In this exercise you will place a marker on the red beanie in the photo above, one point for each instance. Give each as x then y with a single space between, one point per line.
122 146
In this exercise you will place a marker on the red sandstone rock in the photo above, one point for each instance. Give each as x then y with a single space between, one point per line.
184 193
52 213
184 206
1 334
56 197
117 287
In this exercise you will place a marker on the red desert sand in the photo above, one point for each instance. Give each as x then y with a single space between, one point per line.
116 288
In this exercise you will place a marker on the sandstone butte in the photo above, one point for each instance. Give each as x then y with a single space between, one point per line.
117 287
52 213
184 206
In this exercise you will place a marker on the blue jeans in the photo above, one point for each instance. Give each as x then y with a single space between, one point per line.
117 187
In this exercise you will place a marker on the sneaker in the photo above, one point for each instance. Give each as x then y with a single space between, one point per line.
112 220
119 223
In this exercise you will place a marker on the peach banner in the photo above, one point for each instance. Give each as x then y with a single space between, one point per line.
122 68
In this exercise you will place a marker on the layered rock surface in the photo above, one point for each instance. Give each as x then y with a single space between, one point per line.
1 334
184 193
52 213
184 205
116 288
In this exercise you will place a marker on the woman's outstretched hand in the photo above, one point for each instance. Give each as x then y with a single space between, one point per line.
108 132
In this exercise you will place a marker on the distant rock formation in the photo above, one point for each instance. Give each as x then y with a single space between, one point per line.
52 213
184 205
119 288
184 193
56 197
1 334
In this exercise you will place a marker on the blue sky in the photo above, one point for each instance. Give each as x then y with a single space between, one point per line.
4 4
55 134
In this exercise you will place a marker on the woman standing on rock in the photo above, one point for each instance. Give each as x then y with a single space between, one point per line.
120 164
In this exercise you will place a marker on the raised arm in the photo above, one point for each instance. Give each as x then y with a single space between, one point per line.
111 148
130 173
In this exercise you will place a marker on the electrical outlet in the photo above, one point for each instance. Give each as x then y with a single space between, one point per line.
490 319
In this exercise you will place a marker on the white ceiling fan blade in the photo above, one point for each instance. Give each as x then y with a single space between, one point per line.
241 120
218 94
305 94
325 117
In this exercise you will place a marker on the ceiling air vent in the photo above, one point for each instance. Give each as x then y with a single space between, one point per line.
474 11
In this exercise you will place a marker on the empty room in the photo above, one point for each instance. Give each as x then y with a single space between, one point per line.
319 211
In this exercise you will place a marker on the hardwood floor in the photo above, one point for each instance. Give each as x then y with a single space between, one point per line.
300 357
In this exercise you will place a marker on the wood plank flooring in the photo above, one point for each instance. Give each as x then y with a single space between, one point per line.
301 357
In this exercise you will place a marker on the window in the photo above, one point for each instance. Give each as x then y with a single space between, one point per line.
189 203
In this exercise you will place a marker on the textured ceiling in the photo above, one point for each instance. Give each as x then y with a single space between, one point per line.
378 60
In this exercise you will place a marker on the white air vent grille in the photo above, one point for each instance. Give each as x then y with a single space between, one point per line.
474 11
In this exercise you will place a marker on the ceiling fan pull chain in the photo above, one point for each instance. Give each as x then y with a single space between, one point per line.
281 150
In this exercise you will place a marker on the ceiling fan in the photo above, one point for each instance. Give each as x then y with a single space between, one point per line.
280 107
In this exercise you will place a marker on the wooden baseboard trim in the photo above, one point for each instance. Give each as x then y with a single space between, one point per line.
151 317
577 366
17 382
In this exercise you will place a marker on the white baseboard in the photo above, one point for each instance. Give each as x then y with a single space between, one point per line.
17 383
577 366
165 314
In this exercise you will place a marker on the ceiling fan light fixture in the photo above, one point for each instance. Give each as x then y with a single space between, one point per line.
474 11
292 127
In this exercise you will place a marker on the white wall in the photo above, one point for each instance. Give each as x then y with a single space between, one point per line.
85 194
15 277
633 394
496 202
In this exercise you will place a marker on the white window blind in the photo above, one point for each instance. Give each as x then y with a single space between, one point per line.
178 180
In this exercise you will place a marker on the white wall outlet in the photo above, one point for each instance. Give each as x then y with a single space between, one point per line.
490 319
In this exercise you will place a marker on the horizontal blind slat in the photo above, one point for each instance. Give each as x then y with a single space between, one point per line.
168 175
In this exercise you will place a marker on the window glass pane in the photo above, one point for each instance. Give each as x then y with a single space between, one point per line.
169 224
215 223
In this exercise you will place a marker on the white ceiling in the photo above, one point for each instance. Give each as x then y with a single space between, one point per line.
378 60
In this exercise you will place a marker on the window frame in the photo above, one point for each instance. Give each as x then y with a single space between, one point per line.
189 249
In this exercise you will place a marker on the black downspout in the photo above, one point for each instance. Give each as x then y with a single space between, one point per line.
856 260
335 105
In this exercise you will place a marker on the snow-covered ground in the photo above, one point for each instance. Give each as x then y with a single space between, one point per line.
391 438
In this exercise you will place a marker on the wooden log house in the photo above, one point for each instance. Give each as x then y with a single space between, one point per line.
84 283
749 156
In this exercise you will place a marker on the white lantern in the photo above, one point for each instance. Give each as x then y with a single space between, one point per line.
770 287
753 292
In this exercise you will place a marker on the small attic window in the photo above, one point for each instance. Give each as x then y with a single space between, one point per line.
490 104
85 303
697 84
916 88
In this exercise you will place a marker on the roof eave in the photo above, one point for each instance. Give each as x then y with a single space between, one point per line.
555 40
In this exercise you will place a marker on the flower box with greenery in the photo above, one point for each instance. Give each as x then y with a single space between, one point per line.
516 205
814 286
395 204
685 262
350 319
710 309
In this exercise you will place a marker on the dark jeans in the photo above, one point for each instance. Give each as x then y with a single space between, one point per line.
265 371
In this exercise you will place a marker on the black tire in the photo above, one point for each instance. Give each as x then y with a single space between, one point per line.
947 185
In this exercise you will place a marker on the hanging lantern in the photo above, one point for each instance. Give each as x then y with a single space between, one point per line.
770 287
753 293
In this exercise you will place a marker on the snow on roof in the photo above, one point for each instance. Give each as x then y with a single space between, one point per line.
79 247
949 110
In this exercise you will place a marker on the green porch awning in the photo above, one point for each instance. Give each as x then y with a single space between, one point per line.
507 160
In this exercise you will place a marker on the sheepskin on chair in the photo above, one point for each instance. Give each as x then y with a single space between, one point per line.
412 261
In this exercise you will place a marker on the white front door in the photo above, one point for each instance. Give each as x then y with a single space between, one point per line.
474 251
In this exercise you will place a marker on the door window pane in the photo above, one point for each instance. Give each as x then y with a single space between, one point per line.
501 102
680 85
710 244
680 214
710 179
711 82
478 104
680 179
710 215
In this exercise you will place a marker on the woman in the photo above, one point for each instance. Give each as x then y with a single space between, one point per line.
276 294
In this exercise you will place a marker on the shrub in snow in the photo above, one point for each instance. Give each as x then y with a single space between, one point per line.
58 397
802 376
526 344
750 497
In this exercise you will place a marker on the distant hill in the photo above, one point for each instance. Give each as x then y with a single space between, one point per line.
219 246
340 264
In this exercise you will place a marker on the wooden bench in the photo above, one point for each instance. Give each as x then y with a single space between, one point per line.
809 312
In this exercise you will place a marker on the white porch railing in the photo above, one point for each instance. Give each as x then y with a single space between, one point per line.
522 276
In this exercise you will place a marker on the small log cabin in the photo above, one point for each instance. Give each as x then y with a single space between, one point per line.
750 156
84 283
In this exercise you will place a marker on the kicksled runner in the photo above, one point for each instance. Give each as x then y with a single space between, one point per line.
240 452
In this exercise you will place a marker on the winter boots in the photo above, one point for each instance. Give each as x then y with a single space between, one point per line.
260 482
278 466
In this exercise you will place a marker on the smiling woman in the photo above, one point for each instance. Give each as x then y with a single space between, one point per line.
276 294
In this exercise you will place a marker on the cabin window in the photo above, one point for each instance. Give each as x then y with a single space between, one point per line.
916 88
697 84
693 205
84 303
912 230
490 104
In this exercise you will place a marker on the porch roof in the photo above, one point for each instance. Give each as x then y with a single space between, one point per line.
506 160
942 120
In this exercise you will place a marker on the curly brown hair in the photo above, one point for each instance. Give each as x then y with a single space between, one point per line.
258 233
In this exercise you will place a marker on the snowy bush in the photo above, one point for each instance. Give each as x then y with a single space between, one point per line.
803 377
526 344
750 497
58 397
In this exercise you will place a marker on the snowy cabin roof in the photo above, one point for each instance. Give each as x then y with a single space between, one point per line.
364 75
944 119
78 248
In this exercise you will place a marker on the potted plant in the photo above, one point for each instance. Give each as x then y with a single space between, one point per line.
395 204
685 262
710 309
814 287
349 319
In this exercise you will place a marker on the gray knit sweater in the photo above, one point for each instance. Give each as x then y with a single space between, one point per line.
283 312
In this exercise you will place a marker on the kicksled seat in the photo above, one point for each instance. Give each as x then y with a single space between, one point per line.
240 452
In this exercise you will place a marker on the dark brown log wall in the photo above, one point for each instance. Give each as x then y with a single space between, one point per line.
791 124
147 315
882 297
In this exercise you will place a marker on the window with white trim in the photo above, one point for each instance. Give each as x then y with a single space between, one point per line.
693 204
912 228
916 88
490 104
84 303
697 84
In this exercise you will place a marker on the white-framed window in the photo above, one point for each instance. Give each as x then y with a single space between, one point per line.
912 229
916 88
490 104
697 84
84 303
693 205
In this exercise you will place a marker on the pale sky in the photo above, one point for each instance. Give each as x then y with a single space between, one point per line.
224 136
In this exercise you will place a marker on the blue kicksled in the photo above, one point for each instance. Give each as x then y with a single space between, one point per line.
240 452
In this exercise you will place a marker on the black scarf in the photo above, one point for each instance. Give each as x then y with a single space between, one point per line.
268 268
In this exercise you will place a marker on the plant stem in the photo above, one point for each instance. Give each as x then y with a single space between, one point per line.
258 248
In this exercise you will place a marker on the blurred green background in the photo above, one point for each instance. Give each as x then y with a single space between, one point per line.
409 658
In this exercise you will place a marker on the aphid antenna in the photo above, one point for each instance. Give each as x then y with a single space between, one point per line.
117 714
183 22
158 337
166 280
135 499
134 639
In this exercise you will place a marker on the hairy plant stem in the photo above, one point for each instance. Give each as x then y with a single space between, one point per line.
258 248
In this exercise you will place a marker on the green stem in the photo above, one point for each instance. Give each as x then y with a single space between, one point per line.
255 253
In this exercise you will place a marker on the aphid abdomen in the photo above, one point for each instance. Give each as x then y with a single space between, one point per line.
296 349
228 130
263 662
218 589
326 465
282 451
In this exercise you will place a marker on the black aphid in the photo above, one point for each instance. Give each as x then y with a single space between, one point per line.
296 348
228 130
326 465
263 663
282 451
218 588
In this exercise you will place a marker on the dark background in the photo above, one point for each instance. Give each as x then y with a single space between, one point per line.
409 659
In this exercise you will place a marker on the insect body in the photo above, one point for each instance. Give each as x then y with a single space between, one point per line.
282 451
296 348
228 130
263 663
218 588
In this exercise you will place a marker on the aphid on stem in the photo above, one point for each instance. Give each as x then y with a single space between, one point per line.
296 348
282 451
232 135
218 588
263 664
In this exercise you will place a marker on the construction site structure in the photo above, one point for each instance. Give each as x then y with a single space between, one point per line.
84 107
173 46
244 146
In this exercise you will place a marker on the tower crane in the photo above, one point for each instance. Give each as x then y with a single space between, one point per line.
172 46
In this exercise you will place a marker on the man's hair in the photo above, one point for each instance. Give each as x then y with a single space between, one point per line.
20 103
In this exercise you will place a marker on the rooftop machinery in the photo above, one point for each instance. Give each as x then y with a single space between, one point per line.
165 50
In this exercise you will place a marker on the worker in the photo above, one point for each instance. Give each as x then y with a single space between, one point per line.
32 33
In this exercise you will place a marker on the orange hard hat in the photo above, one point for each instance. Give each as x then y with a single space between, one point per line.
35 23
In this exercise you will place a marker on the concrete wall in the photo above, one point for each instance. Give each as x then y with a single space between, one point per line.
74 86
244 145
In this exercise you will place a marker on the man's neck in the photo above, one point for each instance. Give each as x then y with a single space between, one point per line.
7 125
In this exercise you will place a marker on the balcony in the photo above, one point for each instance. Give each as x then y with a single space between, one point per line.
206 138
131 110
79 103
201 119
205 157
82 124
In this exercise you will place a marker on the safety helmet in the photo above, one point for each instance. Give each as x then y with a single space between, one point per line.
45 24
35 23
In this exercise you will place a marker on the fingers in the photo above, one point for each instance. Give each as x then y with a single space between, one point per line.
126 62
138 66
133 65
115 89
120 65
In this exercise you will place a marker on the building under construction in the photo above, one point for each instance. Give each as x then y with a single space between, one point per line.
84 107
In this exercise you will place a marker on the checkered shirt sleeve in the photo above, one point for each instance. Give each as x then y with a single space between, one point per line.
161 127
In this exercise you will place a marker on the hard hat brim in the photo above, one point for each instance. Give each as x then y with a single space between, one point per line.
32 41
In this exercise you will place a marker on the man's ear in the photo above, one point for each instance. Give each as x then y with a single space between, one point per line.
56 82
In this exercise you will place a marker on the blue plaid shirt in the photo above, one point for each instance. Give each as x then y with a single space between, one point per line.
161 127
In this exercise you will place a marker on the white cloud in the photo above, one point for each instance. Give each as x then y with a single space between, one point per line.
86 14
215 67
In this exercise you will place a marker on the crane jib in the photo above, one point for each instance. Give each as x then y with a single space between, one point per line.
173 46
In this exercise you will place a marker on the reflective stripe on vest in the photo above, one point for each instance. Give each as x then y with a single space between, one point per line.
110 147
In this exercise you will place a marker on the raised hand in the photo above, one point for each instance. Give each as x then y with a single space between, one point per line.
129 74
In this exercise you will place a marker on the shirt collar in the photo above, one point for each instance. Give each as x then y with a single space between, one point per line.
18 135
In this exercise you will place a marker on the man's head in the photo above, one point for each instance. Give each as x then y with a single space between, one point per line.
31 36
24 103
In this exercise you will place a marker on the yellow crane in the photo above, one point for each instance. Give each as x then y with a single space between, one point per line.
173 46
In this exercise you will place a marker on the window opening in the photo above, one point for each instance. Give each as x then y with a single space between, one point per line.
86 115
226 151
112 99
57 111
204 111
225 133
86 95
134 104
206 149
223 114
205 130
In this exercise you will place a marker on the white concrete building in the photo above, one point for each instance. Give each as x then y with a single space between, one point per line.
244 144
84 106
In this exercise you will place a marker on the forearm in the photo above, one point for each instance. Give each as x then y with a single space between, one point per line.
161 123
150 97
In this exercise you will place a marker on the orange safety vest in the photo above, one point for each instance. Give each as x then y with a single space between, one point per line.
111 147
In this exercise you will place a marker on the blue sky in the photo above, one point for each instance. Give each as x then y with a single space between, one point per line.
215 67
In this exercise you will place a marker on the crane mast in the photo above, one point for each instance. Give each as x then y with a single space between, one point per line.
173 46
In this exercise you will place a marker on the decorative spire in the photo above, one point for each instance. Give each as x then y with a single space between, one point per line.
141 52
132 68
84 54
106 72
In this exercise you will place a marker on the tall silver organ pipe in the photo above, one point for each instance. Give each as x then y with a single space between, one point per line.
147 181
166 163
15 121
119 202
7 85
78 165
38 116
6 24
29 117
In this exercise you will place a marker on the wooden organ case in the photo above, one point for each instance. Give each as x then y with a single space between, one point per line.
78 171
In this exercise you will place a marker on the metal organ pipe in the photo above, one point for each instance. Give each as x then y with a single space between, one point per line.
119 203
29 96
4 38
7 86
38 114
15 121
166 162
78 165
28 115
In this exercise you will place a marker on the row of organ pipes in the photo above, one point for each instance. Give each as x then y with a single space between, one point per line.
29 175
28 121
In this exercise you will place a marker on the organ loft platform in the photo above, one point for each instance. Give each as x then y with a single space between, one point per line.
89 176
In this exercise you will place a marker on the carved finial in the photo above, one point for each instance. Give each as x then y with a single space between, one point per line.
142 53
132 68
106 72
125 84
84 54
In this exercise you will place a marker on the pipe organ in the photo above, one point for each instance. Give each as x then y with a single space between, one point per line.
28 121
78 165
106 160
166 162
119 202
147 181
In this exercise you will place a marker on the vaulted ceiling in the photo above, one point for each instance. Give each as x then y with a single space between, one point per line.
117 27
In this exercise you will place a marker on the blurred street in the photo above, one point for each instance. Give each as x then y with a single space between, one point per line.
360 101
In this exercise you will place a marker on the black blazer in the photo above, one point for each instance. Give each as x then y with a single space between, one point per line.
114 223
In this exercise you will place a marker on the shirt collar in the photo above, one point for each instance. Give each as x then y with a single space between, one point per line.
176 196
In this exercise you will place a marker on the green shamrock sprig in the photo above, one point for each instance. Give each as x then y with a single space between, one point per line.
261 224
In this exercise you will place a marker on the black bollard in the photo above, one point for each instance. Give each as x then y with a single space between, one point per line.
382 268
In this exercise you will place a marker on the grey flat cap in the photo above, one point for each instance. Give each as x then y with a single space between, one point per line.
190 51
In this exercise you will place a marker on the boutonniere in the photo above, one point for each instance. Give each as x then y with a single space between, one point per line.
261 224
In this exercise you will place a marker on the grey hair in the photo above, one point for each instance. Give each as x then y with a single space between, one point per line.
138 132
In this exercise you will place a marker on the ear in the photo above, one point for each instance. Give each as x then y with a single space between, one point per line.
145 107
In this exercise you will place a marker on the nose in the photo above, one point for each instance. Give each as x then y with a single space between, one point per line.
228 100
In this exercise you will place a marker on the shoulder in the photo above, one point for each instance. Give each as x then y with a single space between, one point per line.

§ **Task brief**:
Please quote exactly the lines from the one containing "In this exercise you will place a marker on the ear" through the last line of the records above, both included, and nothing else.

§ **Solution to the problem**:
In this exercise you will place a marker on the ear in the photo above, one point for each instance. Give each as x then y with a single space between, one point per line.
145 107
In this exercise you will place a marker on the nose in the photo above, one point for each instance. Give each as x then y with a single space between, one point per line.
228 100
In this exercise you will place a marker on the shoulder in the photo above, one point for each instance. Give each as x then y with a single space between, one point per line.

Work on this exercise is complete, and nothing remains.